Could you express the lines from the one containing "job: outline the man's hand" through the end of the records as a numbered list, leaving out blank lines and pictures?

RECORDS TO USE =>
◇ ◇ ◇ ◇ ◇
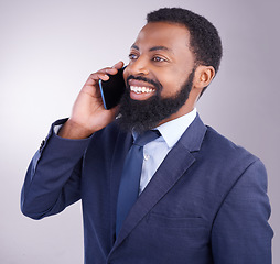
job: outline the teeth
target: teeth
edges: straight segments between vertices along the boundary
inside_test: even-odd
[[[130,90],[134,91],[136,94],[142,94],[142,92],[152,92],[154,89],[148,88],[148,87],[139,87],[139,86],[130,86]]]

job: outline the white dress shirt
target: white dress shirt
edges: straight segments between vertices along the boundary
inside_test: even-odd
[[[144,145],[139,194],[143,191],[170,150],[176,144],[195,117],[196,109],[155,128],[160,131],[161,136]]]

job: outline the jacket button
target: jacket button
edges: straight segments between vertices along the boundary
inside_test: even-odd
[[[40,148],[39,148],[40,151],[42,151],[44,144],[45,144],[45,140],[42,141],[42,143],[41,143],[41,145],[40,145]]]

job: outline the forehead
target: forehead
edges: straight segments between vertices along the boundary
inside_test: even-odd
[[[165,46],[171,50],[189,50],[189,43],[190,32],[184,25],[166,22],[151,22],[142,28],[134,45],[139,48],[141,48],[141,46]]]

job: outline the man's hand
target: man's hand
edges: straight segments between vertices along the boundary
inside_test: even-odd
[[[121,67],[123,63],[119,62],[89,76],[73,106],[71,118],[58,132],[60,136],[85,139],[115,119],[118,107],[105,110],[98,81],[108,80],[108,75],[117,74]]]

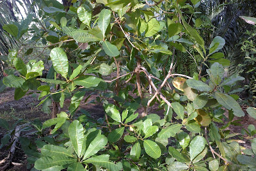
◇ ◇ ◇ ◇ ◇
EXERCISE RESPONSE =>
1. job: outline the man's hand
2. target: man's hand
3. edges: straight segments between vertices along the boundary
4. inside_test: even-odd
5. [[[121,67],[123,63],[119,62],[89,76],[73,106],[71,118],[58,132],[60,136],[85,139],[115,119],[118,107],[105,110],[98,81],[108,80],[108,75],[117,74]]]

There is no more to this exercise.